**Description of the task**
Reproduce each of the items below word for word, leaving out the pictures.

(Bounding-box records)
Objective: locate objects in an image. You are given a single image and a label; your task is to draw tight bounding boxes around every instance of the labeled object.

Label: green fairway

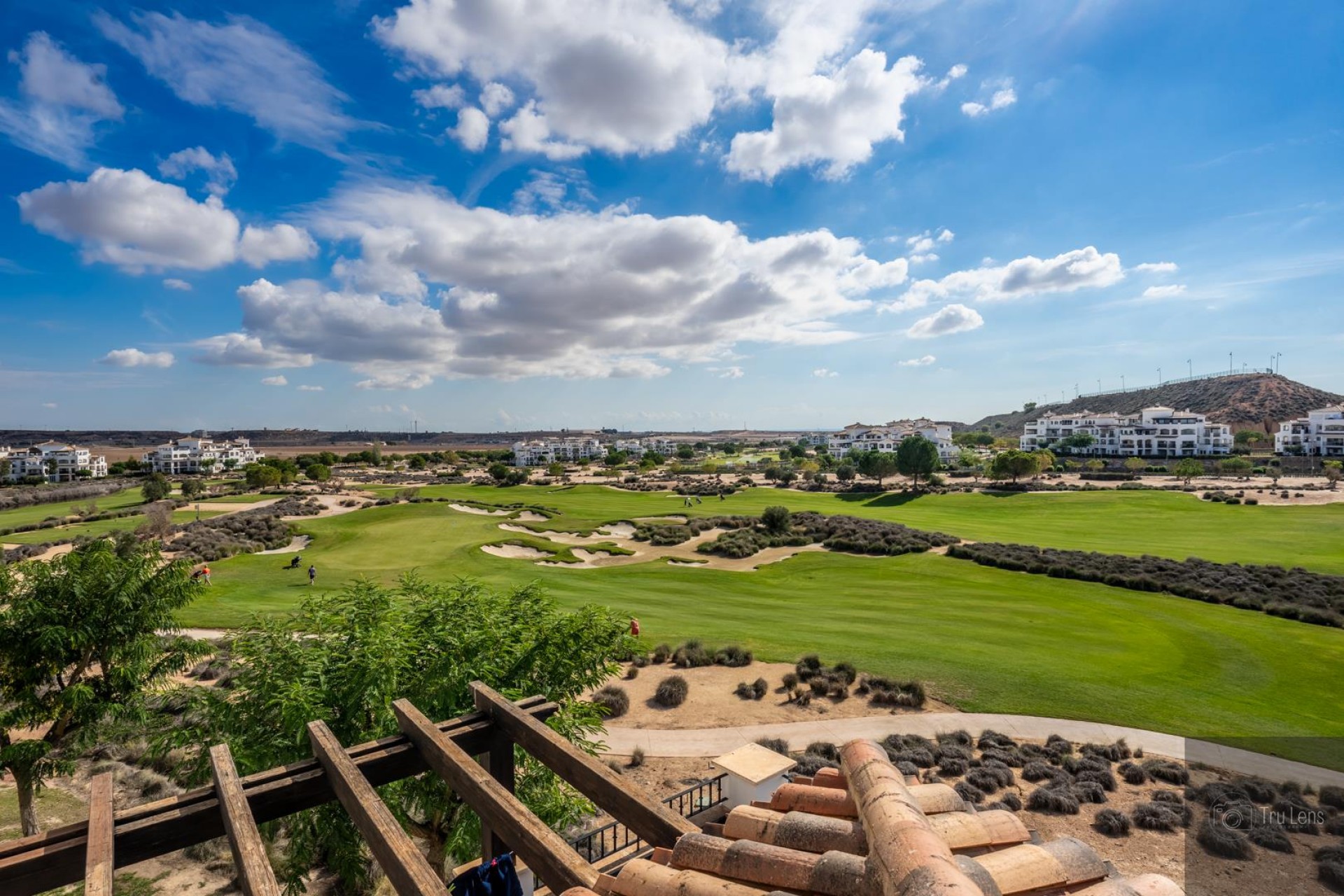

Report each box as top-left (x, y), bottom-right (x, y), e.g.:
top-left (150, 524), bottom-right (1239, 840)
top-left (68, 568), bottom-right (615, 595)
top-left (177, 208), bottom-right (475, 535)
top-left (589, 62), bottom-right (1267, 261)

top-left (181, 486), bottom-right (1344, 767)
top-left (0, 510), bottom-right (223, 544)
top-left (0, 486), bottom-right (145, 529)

**Task result**
Objective: locate objects in an image. You are given a single image and a label; your task is to draw tight bounding boxes around every instance of the labeled object.

Label: green fairway


Report each box as top-left (x, y), bottom-right (x, y), e.g.:
top-left (150, 524), bottom-right (1239, 840)
top-left (68, 568), bottom-right (615, 595)
top-left (177, 208), bottom-right (475, 535)
top-left (589, 62), bottom-right (1267, 261)

top-left (181, 486), bottom-right (1344, 767)
top-left (0, 510), bottom-right (223, 544)
top-left (0, 486), bottom-right (145, 529)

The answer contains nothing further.